YOUR TASK
Extract, exactly as written, all lines of the material below from the line that includes "For every instance of the beige floor" through its last line.

Pointing dataset excerpts
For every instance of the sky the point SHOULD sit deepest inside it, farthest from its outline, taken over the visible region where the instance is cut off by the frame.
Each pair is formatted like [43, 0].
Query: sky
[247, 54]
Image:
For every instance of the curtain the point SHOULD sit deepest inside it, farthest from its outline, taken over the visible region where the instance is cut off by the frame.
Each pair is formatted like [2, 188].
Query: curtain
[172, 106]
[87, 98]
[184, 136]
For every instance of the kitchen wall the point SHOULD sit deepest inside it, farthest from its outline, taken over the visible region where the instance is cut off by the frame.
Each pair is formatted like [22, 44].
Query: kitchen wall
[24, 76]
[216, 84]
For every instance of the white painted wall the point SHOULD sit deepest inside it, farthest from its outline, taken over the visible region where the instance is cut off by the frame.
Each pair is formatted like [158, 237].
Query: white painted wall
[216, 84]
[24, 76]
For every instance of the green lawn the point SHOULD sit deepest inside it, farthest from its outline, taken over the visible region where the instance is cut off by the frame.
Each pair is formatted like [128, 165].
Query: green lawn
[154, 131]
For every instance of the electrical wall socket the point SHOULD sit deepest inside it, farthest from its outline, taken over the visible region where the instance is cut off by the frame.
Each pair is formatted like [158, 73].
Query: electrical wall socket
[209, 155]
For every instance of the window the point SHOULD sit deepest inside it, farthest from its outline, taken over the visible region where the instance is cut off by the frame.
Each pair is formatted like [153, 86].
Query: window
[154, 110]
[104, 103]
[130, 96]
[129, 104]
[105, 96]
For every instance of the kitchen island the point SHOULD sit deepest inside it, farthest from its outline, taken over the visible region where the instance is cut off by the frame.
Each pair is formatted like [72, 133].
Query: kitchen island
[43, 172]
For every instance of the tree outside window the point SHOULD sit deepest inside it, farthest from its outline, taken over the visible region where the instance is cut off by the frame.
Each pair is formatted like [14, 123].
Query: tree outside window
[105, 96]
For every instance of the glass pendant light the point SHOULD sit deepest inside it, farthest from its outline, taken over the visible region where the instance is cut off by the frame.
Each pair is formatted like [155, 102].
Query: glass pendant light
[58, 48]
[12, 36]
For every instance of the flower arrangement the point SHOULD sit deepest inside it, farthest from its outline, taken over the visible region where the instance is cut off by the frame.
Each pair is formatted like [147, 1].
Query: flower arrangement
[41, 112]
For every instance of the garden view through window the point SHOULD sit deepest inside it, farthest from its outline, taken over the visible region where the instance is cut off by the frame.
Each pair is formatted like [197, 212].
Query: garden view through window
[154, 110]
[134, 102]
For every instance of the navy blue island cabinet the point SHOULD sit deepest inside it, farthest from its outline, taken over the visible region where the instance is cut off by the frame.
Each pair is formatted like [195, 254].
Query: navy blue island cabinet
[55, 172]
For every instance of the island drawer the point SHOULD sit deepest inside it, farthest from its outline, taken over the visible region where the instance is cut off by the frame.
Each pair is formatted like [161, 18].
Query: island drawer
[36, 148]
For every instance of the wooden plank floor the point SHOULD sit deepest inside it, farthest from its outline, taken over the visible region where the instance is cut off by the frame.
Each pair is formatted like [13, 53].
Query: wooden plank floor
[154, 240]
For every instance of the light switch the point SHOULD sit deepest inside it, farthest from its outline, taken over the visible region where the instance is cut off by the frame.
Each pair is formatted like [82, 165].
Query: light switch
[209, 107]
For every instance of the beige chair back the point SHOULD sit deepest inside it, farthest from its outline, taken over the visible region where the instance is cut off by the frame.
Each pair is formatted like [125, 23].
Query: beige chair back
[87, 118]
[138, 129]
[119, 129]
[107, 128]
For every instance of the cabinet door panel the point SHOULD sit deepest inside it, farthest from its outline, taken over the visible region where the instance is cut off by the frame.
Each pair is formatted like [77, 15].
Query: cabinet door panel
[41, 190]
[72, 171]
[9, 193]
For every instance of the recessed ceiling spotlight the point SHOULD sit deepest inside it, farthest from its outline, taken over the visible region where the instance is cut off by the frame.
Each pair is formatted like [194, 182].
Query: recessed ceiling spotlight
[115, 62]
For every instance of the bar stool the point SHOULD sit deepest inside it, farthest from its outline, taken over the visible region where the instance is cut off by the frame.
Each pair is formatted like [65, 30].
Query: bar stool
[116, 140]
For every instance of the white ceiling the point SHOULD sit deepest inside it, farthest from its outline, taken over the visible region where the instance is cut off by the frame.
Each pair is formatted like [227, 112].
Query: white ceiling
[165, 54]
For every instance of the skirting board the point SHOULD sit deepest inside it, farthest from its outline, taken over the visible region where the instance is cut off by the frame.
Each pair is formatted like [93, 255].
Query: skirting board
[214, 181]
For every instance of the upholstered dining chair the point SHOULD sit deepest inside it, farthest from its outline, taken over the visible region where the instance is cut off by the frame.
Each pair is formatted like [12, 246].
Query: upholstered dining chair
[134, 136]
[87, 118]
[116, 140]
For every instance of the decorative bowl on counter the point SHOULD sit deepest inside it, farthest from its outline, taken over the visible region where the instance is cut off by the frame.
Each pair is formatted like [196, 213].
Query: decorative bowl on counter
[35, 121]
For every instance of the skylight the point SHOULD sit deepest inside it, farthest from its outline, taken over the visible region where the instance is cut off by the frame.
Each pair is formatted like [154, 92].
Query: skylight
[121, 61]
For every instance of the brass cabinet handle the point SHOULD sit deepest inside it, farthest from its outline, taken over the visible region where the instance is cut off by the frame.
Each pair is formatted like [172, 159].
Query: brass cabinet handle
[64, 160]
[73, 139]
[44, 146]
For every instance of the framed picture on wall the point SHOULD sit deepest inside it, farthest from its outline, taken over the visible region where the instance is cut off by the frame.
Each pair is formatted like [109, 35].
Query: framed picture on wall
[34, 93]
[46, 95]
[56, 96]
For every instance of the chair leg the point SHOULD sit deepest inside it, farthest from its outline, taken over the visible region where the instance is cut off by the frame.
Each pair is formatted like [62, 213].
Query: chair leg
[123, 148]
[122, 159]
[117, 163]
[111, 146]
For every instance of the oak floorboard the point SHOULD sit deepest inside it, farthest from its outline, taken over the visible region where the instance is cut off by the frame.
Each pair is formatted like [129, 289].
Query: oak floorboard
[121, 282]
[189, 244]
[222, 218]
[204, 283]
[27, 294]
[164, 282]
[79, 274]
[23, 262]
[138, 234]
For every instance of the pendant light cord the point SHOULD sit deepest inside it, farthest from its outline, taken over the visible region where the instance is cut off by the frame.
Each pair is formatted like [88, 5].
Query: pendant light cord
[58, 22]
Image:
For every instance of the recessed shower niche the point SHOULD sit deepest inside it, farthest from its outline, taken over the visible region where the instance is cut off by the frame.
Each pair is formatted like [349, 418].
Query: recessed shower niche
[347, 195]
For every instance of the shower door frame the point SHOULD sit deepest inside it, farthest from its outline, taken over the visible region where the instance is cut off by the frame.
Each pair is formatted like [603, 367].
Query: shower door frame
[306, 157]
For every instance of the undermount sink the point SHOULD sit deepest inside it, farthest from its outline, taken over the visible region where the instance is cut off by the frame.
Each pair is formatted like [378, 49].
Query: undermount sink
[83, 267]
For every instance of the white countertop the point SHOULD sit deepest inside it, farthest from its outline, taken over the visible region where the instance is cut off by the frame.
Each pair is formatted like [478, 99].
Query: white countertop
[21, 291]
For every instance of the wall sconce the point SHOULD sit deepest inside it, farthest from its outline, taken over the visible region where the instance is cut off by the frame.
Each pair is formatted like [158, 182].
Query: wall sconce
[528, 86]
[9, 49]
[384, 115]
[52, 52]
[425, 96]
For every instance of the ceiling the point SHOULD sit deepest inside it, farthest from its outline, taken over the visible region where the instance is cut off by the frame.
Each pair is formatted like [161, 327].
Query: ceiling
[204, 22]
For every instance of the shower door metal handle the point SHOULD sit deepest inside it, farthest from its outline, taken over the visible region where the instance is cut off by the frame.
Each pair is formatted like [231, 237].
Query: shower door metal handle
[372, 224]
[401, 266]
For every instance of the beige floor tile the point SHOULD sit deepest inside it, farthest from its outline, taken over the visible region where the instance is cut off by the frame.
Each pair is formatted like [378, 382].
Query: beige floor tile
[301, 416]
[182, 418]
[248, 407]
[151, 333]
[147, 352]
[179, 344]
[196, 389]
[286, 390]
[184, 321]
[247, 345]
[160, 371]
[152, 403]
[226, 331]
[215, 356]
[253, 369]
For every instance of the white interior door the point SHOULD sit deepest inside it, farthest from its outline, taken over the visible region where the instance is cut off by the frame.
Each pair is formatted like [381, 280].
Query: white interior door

EXPECTED ANSWER
For every instance of the beige floor tile the point SHOULD sit deepest inside it, farthest from its outline, taken over the visible region where the instance is cut off by the frame.
Each pair is formatted like [378, 382].
Query: beige floor tile
[301, 416]
[182, 418]
[248, 407]
[151, 333]
[147, 352]
[179, 344]
[196, 389]
[286, 390]
[184, 321]
[247, 345]
[160, 371]
[152, 403]
[226, 331]
[215, 356]
[253, 369]
For every instance of the white interior door the point SHOULD sit deepest inside it, farthest from its outline, taken over the visible region where the instance is cut off by the frame.
Each pair is formatted like [381, 280].
Query: white interior door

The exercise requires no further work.